## Seçilmiş Bölüm
┌────────
|
Sandık başına giderken…

Bir belediye seçimine gidiyoruz.

Pazar günü sandık başına gidip oy vereceğiz.

Beş yıl şehrimizin kimin tarafından yönetileceğine karar vereceğiz.

Niçin mi?

Şehrimiz daha iyi yönetilsin diye.

Şehrimizin sorunları çözülsün diye.

Şehrimiz için gerekli olan hizmetler yapılsın diye.

Bir de kendisine ulaşabileceğimiz ve ulaştığımızda da derdimizi rahatlıkla anlatabileceğimiz biri bizi yönetsin diye.

Şehremini seçiyoruz sonuçta.

Şehrimizi yönetecek kişi, evvela emin biri olmalı. Yani güvenilir.

Ulaşılabilir biri olmalı.

Ayrımsız herkesi kendinden bilen biri olmalı.

Kendisine oy veren-vermeyen ayrımı yapmadan şehirde yaşayan herkesi kucaklayan biri olmalı.

Partizan biri olmamalı.
└────────
## Kayıtlı Veriler
┌────────
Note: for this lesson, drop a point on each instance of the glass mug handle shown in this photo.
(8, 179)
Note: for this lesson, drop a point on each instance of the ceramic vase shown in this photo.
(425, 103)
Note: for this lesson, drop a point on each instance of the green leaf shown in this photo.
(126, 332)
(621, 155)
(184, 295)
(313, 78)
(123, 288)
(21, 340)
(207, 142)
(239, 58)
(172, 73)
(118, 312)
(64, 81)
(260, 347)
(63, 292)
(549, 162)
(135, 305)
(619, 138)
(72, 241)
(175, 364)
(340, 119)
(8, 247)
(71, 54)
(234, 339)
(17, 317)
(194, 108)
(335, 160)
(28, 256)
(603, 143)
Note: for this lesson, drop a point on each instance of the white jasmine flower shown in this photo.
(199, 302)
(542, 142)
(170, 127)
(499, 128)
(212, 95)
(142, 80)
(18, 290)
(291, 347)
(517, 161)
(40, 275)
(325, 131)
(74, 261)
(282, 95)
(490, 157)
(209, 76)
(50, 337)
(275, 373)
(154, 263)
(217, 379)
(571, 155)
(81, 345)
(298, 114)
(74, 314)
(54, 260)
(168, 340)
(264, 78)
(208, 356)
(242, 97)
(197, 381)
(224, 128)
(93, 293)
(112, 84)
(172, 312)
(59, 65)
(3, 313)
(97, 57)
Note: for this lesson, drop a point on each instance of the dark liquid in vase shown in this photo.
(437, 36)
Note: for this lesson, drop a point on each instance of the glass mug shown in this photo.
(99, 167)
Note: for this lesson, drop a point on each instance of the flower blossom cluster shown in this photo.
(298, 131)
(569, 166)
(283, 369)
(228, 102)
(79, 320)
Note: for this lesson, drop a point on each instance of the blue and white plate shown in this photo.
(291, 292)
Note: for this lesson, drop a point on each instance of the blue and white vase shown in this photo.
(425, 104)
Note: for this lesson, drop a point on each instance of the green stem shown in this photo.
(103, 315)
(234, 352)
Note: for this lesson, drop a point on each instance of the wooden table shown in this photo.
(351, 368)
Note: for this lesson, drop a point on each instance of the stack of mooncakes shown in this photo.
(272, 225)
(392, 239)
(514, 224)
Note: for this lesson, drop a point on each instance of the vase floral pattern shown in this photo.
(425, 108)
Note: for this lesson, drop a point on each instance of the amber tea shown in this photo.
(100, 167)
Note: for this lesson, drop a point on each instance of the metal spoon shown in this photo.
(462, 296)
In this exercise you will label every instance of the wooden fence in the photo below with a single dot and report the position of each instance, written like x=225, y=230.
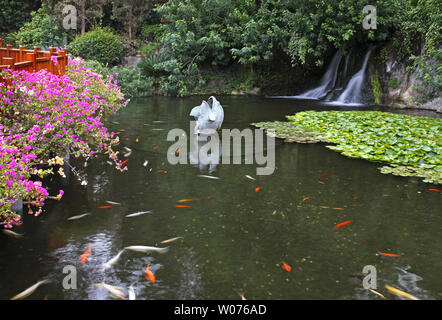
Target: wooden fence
x=33, y=60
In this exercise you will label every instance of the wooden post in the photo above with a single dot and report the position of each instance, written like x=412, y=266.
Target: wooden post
x=52, y=67
x=8, y=50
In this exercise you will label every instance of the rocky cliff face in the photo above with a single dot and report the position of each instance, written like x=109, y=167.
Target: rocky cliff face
x=398, y=86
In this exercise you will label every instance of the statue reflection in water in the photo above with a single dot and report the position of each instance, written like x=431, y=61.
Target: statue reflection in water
x=208, y=118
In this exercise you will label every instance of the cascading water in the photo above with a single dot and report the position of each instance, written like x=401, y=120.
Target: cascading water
x=352, y=93
x=328, y=81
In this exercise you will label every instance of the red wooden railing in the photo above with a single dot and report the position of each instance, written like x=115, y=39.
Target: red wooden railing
x=33, y=60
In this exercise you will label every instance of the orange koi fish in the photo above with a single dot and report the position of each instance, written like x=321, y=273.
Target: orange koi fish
x=286, y=267
x=187, y=200
x=341, y=224
x=389, y=254
x=149, y=275
x=85, y=255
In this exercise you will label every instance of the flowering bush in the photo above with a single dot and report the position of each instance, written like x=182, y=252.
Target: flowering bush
x=44, y=117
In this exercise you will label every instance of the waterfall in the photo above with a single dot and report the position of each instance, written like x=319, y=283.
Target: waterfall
x=328, y=81
x=352, y=92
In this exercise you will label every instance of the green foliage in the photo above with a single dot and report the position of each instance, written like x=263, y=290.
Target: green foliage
x=100, y=44
x=376, y=85
x=409, y=144
x=14, y=14
x=44, y=30
x=132, y=83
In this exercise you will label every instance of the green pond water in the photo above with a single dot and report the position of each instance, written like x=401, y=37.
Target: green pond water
x=234, y=242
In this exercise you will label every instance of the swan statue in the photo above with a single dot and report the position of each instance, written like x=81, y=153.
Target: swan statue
x=209, y=116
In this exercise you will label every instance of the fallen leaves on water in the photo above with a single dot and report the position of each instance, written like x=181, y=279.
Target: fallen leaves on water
x=400, y=293
x=389, y=254
x=285, y=266
x=341, y=224
x=187, y=200
x=149, y=274
x=85, y=255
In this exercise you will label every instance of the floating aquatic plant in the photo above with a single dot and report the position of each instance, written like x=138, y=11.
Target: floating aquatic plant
x=410, y=145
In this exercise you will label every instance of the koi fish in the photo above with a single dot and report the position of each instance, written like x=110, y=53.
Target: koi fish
x=112, y=261
x=30, y=290
x=205, y=176
x=389, y=254
x=149, y=275
x=131, y=292
x=114, y=291
x=137, y=214
x=79, y=216
x=377, y=293
x=286, y=267
x=12, y=233
x=400, y=293
x=114, y=203
x=341, y=224
x=170, y=240
x=147, y=249
x=187, y=200
x=85, y=255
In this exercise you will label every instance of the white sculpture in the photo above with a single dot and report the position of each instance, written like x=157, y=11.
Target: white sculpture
x=209, y=116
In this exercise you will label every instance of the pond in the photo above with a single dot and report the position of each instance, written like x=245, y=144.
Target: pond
x=232, y=239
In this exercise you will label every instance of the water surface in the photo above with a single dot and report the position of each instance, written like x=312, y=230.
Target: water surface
x=233, y=238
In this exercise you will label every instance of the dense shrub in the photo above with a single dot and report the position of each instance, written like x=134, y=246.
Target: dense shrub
x=43, y=117
x=100, y=44
x=131, y=81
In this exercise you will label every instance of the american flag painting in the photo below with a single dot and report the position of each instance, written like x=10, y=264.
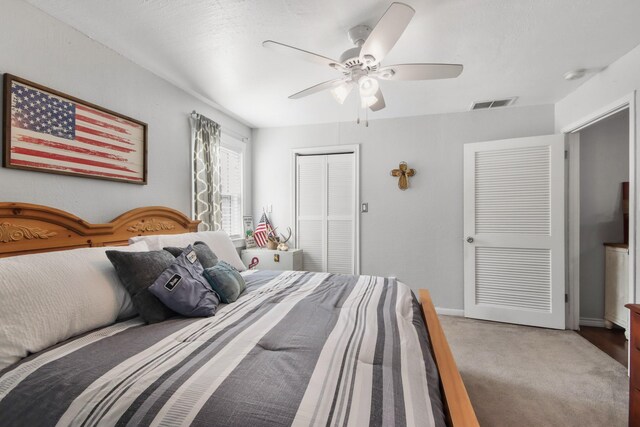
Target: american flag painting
x=55, y=134
x=262, y=231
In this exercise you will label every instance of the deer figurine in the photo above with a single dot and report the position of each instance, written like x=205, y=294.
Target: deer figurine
x=282, y=243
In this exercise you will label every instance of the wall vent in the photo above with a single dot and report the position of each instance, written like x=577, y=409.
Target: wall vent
x=496, y=103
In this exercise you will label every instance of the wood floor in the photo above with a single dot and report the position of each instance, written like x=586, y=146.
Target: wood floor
x=611, y=341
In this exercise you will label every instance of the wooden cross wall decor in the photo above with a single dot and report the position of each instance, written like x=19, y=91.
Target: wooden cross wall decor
x=403, y=173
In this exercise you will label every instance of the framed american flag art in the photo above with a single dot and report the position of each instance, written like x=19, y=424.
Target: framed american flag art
x=49, y=131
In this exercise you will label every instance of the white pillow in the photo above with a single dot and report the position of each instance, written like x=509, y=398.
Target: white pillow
x=218, y=241
x=50, y=297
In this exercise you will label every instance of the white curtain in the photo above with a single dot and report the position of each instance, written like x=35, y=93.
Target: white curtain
x=205, y=190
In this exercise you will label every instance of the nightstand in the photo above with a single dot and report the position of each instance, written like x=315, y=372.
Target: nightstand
x=268, y=259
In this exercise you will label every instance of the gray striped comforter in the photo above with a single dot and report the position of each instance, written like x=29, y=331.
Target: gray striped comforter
x=296, y=349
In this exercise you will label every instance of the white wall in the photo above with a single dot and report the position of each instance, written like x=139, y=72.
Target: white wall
x=604, y=165
x=39, y=48
x=416, y=234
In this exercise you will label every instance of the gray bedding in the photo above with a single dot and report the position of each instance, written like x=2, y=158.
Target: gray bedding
x=296, y=348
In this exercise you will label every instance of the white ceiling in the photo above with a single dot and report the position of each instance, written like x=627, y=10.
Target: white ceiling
x=213, y=48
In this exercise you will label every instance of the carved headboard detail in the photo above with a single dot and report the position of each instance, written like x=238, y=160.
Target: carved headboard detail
x=26, y=228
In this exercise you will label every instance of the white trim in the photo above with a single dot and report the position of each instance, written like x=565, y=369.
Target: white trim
x=573, y=231
x=330, y=149
x=591, y=321
x=450, y=312
x=626, y=102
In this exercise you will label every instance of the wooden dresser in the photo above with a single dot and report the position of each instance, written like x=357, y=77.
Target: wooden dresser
x=634, y=365
x=616, y=284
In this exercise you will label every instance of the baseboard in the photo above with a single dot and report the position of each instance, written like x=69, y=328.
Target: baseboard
x=590, y=321
x=450, y=311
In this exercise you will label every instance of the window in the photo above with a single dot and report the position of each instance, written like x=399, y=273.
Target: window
x=231, y=189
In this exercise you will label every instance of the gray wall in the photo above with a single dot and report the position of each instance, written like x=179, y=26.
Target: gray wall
x=39, y=48
x=604, y=165
x=416, y=234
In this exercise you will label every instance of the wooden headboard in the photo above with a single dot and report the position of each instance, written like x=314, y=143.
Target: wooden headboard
x=27, y=228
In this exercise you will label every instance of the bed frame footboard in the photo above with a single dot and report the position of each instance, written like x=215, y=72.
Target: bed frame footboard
x=458, y=408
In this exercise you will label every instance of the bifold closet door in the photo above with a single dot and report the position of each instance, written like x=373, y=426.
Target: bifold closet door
x=311, y=190
x=341, y=208
x=325, y=211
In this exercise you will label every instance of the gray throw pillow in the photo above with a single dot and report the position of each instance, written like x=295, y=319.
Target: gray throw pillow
x=137, y=271
x=183, y=288
x=204, y=253
x=226, y=281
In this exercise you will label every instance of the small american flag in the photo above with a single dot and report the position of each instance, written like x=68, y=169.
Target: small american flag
x=262, y=231
x=52, y=133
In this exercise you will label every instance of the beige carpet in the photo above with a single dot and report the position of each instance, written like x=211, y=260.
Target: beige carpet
x=522, y=376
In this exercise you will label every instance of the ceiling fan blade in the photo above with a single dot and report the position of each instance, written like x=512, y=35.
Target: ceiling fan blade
x=419, y=71
x=301, y=54
x=341, y=92
x=318, y=88
x=379, y=105
x=386, y=33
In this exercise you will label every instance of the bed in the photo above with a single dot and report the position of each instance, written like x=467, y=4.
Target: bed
x=297, y=348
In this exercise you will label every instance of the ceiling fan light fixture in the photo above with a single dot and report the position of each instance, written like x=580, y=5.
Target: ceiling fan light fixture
x=341, y=92
x=387, y=74
x=368, y=101
x=368, y=86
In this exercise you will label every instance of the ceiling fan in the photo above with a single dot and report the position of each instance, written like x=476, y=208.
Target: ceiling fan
x=360, y=65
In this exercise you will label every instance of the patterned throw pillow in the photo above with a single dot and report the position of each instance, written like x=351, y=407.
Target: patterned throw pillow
x=183, y=288
x=204, y=253
x=138, y=270
x=226, y=281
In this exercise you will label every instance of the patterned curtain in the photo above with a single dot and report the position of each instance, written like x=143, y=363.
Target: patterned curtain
x=205, y=147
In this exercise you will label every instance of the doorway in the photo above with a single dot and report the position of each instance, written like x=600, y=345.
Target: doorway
x=600, y=243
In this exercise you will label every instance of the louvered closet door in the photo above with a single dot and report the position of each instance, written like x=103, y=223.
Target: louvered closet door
x=310, y=210
x=514, y=231
x=326, y=212
x=340, y=213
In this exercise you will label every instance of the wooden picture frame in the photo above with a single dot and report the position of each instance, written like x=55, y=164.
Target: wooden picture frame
x=45, y=130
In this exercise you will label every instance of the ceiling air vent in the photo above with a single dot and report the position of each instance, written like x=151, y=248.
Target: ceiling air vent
x=485, y=105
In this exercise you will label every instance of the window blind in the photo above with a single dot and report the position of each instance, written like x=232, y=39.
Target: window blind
x=231, y=191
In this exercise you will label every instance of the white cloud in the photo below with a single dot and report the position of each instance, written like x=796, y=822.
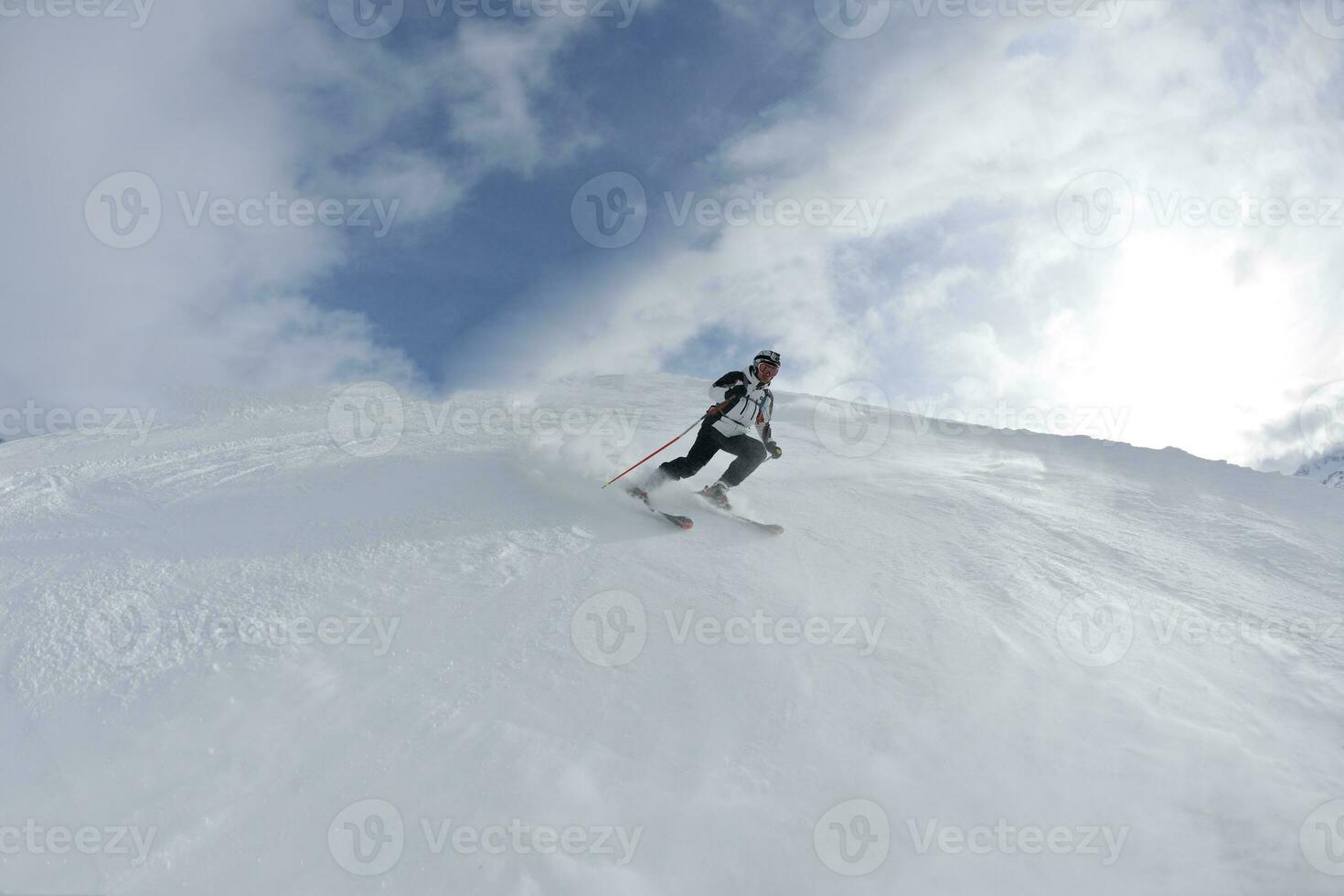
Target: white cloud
x=971, y=293
x=234, y=101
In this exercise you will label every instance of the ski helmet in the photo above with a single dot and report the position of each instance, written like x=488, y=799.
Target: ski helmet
x=768, y=357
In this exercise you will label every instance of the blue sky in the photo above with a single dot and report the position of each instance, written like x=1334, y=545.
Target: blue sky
x=1020, y=208
x=644, y=93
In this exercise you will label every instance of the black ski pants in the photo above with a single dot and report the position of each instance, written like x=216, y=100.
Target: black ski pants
x=749, y=453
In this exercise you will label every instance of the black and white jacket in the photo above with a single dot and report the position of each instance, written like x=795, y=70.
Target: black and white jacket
x=752, y=410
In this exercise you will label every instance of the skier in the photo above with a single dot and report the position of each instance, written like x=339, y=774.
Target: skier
x=742, y=403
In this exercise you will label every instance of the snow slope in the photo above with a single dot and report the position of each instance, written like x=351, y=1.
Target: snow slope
x=1020, y=664
x=1327, y=469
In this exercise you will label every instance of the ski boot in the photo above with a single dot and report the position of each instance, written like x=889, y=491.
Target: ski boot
x=717, y=495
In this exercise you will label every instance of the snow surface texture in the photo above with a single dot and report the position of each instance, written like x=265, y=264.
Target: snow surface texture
x=366, y=644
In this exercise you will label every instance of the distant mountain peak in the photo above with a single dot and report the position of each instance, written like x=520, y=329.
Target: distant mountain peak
x=1328, y=468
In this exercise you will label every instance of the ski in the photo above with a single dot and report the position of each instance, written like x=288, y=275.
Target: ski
x=773, y=528
x=680, y=521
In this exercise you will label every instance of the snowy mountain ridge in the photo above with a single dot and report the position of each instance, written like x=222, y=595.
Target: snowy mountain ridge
x=1328, y=469
x=362, y=641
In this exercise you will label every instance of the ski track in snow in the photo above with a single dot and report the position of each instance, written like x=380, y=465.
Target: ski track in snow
x=968, y=709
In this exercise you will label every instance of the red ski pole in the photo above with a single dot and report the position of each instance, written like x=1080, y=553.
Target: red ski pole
x=717, y=407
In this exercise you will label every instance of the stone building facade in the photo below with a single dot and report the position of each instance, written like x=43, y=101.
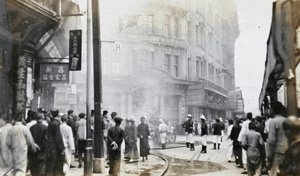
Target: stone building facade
x=168, y=58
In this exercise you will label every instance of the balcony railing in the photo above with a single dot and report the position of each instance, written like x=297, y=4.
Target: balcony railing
x=50, y=4
x=214, y=86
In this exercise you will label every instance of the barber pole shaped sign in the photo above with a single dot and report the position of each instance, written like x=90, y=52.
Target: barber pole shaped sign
x=75, y=50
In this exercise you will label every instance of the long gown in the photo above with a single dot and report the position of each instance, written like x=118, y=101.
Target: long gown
x=143, y=134
x=127, y=131
x=37, y=160
x=55, y=146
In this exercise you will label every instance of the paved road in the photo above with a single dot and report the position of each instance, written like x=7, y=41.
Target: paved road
x=214, y=163
x=212, y=156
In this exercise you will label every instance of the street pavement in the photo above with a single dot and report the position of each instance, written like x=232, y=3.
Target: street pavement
x=215, y=156
x=155, y=165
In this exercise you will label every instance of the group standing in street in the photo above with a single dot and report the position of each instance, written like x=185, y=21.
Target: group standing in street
x=189, y=128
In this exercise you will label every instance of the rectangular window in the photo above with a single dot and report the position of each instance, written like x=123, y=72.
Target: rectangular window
x=177, y=27
x=189, y=32
x=197, y=35
x=116, y=67
x=166, y=26
x=175, y=65
x=134, y=60
x=198, y=68
x=167, y=63
x=152, y=57
x=104, y=68
x=188, y=68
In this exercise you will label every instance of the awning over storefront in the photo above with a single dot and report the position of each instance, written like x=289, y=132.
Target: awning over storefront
x=216, y=100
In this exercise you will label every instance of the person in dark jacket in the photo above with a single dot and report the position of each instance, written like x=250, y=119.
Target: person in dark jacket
x=204, y=133
x=127, y=131
x=72, y=123
x=189, y=130
x=55, y=147
x=217, y=132
x=260, y=128
x=143, y=135
x=115, y=138
x=37, y=160
x=237, y=149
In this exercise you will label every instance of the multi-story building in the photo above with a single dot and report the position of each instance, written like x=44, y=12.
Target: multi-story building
x=32, y=32
x=168, y=58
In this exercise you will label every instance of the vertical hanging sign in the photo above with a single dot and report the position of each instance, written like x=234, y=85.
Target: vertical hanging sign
x=75, y=50
x=20, y=104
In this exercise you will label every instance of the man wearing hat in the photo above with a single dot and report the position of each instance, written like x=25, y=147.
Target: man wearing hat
x=217, y=132
x=204, y=132
x=189, y=129
x=81, y=136
x=115, y=138
x=163, y=128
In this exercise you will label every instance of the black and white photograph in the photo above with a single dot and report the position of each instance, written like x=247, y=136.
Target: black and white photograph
x=149, y=87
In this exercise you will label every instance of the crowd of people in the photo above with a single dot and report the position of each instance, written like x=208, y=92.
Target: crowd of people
x=47, y=144
x=260, y=145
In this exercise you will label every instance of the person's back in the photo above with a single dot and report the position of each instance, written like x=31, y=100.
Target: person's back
x=81, y=129
x=218, y=127
x=19, y=140
x=276, y=137
x=39, y=133
x=115, y=138
x=55, y=147
x=252, y=141
x=5, y=152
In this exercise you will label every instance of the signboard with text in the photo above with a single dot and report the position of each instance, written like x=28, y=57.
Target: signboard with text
x=75, y=50
x=54, y=73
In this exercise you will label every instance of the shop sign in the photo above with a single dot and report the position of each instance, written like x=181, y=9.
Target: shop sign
x=21, y=84
x=54, y=73
x=75, y=50
x=72, y=99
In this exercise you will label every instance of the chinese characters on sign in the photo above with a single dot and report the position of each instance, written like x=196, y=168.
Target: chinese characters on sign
x=21, y=85
x=75, y=50
x=54, y=73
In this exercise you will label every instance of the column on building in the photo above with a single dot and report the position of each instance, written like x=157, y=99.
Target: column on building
x=181, y=109
x=129, y=103
x=156, y=103
x=123, y=104
x=161, y=106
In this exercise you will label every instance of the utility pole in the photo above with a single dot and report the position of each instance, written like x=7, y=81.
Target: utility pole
x=88, y=155
x=98, y=136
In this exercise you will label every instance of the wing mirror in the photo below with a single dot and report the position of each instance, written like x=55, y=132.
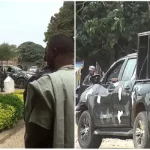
└────────
## Yapılacak İşler
(1) Belediye seçimi yazısında "Pazar günü sandık" sözlerinden başlayıp aşağıya doğru "hizmetler yapılsın diye." sözlerine kadar uzanan bölümün tamamını harfi harfine aktarınız.
(2) Kayıtlarda "In this exercise you will label every instance of the chinese" ifadesini içeren satırdan aşağıya doğru "x=161, y=106" ifadesini içeren satıra kadar olan satırları, "column" yerine "pillar" koyarak ve geri kalan her şeyi aynen bırakarak yeniden yazınız. Yalnızca bu satırları veriniz.

## Yanıtlar
(1)
Pazar günü sandık başına gidip oy vereceğiz.

Beş yıl şehrimizin kimin tarafından yönetileceğine karar vereceğiz.

Niçin mi?

Şehrimiz daha iyi yönetilsin diye.

Şehrimizin sorunları çözülsün diye.

Şehrimiz için gerekli olan hizmetler yapılsın diye.

(2)
In this exercise you will label every instance of the chinese characters on sign in the photo above with a single dot and report the position of each instance, written like x=196, y=168.
Target: chinese characters on sign
x=21, y=85
x=75, y=50
x=54, y=73
In this exercise you will label every instance of the pillar on building in the photo above with a single dot and report the position of each instance, written like x=157, y=99.
Target: pillar on building
x=181, y=109
x=129, y=103
x=156, y=103
x=123, y=104
x=161, y=106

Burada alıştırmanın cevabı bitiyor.